* [Excerpted text]:
━━━━━━━━

I think there are many different ways to skin this cat. If you're really interested, Christer Ericson's book "Real-Time Collision Detection" has a great chapter on grids.
For a normal grid, you map 2d world coords (x,y) to 2d grid coords (u,v) via something like: u = floor(x/cellsize), v = floor(y/cellsize).
For a hashed grid, your 2d grid is only virtual, and it maps onto a 1d list of cells.
The way I approach this is to map the virtual (u,v) grid coordinates to a cell index i via something like: i = (u + (v * stride)) % list_length (where stride is the number of columns in the virtual grid). I don't know if this makes sense, but it works for me. AFAICR Ericson provides some other hash functions.
If your input coordinates may be negative, you can either just use abs() -- which is simple but ends up mapping points around the origin to the same cell, which may or may not be a big problem -- or you can handle them like you would a 2d rotation, i.e computing the naive (u,v) coordinates but then adding some multiple of the virtual grid dimensions to shift things into the proper range, so that u is in [0,num_columns-1] and v is in [0, num_rows-1].
Note that since multiple cells in the virtual grid can map to the same physical cell, you can't assume two objects in the same cell are necessarily close to each other, so you should do e.g an AABB test to make sure they're near each other, before a narrow-phase test.

━━━━━━━━

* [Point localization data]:
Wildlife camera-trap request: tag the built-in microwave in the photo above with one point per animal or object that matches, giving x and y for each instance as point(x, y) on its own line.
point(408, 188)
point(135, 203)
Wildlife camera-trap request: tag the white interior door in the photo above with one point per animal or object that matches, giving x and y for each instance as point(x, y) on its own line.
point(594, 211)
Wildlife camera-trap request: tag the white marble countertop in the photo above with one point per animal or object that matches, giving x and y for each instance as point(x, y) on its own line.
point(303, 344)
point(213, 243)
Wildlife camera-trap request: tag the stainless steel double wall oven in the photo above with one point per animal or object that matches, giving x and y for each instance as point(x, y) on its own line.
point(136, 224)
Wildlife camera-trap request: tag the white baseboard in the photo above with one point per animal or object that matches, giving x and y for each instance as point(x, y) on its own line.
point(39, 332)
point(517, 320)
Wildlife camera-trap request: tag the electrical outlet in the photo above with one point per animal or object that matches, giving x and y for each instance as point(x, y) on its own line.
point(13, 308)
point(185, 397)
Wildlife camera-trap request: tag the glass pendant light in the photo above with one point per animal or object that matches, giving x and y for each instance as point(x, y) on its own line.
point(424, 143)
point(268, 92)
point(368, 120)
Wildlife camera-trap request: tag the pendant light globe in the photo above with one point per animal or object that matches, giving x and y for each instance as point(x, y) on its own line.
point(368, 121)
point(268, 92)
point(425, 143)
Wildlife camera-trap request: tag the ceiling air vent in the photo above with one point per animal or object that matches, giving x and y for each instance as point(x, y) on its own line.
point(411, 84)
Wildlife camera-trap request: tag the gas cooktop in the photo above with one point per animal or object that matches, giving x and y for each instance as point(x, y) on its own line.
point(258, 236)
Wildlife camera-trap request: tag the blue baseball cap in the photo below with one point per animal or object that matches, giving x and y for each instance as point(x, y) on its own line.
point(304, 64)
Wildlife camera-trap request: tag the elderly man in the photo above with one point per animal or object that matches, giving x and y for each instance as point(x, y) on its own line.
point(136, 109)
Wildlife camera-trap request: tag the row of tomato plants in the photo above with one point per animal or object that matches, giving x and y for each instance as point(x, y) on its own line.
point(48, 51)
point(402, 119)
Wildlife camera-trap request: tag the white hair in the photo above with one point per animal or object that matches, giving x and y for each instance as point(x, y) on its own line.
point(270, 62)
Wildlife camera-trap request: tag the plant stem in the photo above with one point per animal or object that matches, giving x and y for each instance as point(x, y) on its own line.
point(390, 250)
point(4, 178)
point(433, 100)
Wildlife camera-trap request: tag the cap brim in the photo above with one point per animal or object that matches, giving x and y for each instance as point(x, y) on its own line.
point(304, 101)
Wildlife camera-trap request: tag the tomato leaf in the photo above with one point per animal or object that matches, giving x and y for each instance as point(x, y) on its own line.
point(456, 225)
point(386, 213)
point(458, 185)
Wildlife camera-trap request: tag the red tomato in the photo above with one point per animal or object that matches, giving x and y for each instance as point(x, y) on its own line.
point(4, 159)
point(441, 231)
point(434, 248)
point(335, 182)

━━━━━━━━

* [Exercise aim]: In the text on hashed grids, which book is said to have a great chapter on grids?

* [Response]: Christer Ericson's "Real-Time Collision Detection"